• [Written tasks]
**A.** Check the following three statements against the diesel fuel passage and answer yes or no for each, quoting the exact words that decide it: (i) the highly paraffinic distillate fuel has an aromatic content below 0.1 weight %; (ii) the distillate fuels typically boil between 150° C. and 500° C.; (iii) FIG. 5 shows the load for a test cycle from Example 1.
**B.** Please write the next part of the diesel fuel passage, picking up after its final sentence.

• [Reading text]
%%

BRIEF DESCRIPTION OF THE DRAWINGS
FIG. 1 is a graph depicting load (%) versus running time (hours) for the common rail diesel injector nozzle fouling test cycle from Example 1.
FIG. 2 is a graph depicting change in normalized fuel volume flow (%) versus running time (hours) for different test fuels.
FIG. 3 is a graph depicting change in engine power (%) versus running time (hours) for different test fuels.
FIG. 4 is a graph depicting relative fouling behavior (%) versus % GTL in blend (v/v) and fuel blend density (g.cm−3) in the blend of Example 1, wherein prior art fouling behavior values for an indirectly injected engine test are plotted alongside the results from Example 1.
FIG. 5 is a graph depicting load (%) versus running time (hours) for a modified common rail diesel injector nozzle fouling test cycle from Example 2.
FIG. 6 is a graph depicting relative fouling behavior (%) versus % GTL in blend (v/v) and fuel blend density (g.cm−3) for a range of blends of EN590 diesel (crude-derived) and GTL diesel as in Example 2.
DETAILED DESCRIPTION OF THE INVENTION
The diesel fuel composition used in the present invention will comprise at least two middle distillate components derived from different sources. Such distillate fuels typically boil within the range of from 110° C. to 500° C., e.g. 150° C. to 400° C.
Suitable Blend Components
The diesel fuel composition will comprise a blend of:
-
- a highly paraffinic distillate fuel
and at least one of:
- a petroleum-derived atmospheric distillate or vacuum distillate, cracked gas oil, or a blend in any proportion of straight run and refinery streams such as thermally and/or catalytically cracked and hydro-cracked distillates;
- a renewable fuel such as, but not limited to, a biofuel composition or biodiesel composition. The renewable fuel blendstock may comprise a first generation biodiesel. First generation biodiesel typically contains esters of, for example, vegetable oils, animal fats and used cooking fats that are obtained by reaction with an alcohol, usually a mono-alcohol, in the presence of a catalyst.
The highly paraffinic distillate fuel may be:
-
- a Fischer-Tropsch process derived fuel such as those described as GTL (gas-to-liquid) fuels, CTL (coal-to-liquid) fuels, OTL (oil sands-to-liquid) and BTL (biomass to liquid) and/or
- a renewable hydrogenated vegetable oil (HVO) suitable for use as a distillate fuel.
The highly paraffinic distillate fuel is characterised by having:
-
- a paraffinic hydrocarbon content of at least 70 weight %
- an aromatic content of less than 0.1 weight %
- an sulphur content of less than 10 ppm
It may further have a cetane number greater than 70.
The FT process is used industrially to convert synthesis gas, derived from coal, natural gas, biomass or heavy oil streams, into hydrocarbons ranging from methane to species with molecular masses above 1400.

%%

• [Information shown]
%%

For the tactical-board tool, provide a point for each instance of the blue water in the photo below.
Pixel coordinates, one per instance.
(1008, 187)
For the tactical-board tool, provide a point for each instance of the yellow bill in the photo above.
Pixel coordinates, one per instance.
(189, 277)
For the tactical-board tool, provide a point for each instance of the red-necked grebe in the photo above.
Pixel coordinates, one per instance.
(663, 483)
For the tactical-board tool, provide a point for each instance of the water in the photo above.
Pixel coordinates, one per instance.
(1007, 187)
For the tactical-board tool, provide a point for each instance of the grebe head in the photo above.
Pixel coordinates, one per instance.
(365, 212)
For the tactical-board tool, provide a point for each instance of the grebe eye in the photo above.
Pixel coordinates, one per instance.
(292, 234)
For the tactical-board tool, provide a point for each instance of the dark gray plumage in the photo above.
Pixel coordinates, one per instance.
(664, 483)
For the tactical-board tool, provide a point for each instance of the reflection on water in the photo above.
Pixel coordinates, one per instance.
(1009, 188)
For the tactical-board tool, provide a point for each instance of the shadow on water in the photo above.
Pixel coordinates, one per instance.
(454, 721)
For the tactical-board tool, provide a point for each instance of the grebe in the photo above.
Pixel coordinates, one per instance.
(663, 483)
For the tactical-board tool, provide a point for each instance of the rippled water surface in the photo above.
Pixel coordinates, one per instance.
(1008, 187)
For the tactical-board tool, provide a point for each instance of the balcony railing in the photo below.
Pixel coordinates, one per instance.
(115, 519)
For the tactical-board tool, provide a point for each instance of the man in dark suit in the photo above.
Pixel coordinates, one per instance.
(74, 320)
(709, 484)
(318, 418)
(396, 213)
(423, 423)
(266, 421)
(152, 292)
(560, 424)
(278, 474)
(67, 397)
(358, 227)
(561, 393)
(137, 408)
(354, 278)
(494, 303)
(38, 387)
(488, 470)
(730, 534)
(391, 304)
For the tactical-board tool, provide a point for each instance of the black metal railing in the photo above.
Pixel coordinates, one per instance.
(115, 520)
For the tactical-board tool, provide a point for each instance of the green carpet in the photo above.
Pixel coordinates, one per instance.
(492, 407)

%%

• [Results by task]
**A.**
(i) Yes: "an aromatic content of less than 0.1 weight %"
(ii) No: "Such distillate fuels typically boil within the range of from 110° C. to 500° C."
(iii) No: "a modified common rail diesel injector nozzle fouling test cycle from Example 2"

**B.**
While the main products are linear paraffinic materials, other species such as branched paraffins, olefins and oxygenated components form part of the product slate. The exact product slate depends on reactor configuration, operating conditions and the catalyst that is employed, as is evident from e. g. Catal. Rev.—Sci. Eng., 23 (1 & 2), 265-278 (1981).
Preferred reactors for the production of heavier hydrocarbons are slurry bed or tubular fixed bed reactors, while operating conditions are preferably in the range of 160 C-280 C, in some cases 210260 C, and 18-50 Bar, in some cases 20-30 bar.
Preferred active metals in the catalyst comprise iron, ruthenium or cobalt. While each catalyst will give its own unique product slate, in all cases the product slate contains some waxy, highly paraffinic material which needs to be further upgraded into usable products. The FT products can be converted into a range of final products, such as middle distillates, gasoline, solvents, lube oil bases, etc. Such conversion, which usually consists of a range of processes such as hydrocracking, hydrotreatment and distillation, can be termed a FT work-up process.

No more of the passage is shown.